-- Passage shown --
LAUSANNE.- The Musée de l’Elysée offers an original exhibition on the theme of the counter-culture in Switzerland, expressed through photography and the visual arts from 1950 to the present day. The exhibition is a contextualization of the work of twenty-five photographers, artists, film and video makers. It shows the various aspects of the counter-culture in the 1960s and 1970s, and the photography critique that succeeded it.

The counter-culture of the 1960s challenged the traditional values in private and public life; it redesigned cultural and political boundaries, from projects of empowerment to sexual liberation, from realism to utopia, from the possible to the impossible. After this long period dedicated to the conquest of freedom, notably artistic freedom, counter-culture disappeared during the 1980s, to be recycled by fashion, consumerism and the market economy. Society switched from patriarchal domination to an ideology of desire and consumerism. The global village of the 1980s has now become the environment for globalization. When everything is measured with the same scale of value, everything can become the subject of appropriation. Contemporary culture blends tradition and modernity, and is now integrated very directly into the market economy. In a politically correct environment, critical visual and contemporary approaches usually use unconventional perspectives.

-- Excerpted records --
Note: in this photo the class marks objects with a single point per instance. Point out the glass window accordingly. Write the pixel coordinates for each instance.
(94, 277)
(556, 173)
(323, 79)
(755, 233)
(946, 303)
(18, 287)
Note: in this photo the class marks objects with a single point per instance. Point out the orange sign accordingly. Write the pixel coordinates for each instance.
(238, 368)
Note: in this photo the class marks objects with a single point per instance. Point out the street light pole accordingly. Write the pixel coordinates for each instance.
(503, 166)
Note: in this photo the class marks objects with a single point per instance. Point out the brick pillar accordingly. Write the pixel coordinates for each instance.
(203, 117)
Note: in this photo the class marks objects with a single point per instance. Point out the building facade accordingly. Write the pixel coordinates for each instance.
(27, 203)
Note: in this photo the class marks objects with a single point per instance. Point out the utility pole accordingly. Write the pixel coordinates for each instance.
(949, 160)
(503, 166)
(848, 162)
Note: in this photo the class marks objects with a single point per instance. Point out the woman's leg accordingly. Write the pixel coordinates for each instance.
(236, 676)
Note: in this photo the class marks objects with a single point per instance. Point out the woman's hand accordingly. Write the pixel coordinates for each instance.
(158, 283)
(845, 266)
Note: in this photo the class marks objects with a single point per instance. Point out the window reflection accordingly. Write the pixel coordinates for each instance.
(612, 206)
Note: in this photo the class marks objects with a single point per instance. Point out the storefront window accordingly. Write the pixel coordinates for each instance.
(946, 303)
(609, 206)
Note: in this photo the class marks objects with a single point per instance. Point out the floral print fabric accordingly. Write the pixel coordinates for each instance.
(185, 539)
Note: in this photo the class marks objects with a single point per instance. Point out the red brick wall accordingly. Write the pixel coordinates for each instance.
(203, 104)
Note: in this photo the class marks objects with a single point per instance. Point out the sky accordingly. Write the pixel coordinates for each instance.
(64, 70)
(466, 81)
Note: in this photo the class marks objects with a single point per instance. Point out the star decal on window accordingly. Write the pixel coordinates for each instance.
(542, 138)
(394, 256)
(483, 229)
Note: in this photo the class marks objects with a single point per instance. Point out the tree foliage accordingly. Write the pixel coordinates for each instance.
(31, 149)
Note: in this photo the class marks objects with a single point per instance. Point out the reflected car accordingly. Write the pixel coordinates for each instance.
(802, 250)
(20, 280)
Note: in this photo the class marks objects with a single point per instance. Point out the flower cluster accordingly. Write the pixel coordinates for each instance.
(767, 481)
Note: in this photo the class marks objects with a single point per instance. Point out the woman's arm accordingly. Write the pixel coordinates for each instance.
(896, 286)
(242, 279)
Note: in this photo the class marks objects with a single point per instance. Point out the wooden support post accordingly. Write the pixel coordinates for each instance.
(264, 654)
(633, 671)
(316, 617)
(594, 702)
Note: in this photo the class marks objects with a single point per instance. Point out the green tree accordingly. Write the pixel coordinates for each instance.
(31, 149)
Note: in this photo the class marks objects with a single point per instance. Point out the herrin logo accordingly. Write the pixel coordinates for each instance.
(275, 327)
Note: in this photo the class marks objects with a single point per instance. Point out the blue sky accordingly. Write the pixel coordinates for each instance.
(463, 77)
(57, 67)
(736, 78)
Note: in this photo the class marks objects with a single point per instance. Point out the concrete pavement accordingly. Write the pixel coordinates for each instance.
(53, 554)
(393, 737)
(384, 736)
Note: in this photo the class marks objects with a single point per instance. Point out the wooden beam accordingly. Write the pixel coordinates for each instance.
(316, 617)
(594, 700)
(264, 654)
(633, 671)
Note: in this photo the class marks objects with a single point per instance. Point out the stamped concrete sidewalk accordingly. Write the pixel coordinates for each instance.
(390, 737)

-- Tasks --
**1)** Answer these from the passage on the Swiss counter-culture exhibition:
(a) How many photographers, artists, film and video makers does the exhibition bring together?
(b) In which decade did the counter-culture disappear?
(c) What has the global village of the 1980s now become?
**2)** Quote the passage on the Swiss counter-culture exhibition, starting with "LAUSANNE.- The Musée" and going on through "that succeeded it.".

-- Answers for this exercise --
**1)**
(a) Twenty-five.
(b) The 1980s.
(c) The environment for globalization.

**2)**
LAUSANNE.- The Musée de l’Elysée offers an original exhibition on the theme of the counter-culture in Switzerland, expressed through photography and the visual arts from 1950 to the present day. The exhibition is a contextualization of the work of twenty-five photographers, artists, film and video makers. It shows the various aspects of the counter-culture in the 1960s and 1970s, and the photography critique that succeeded it.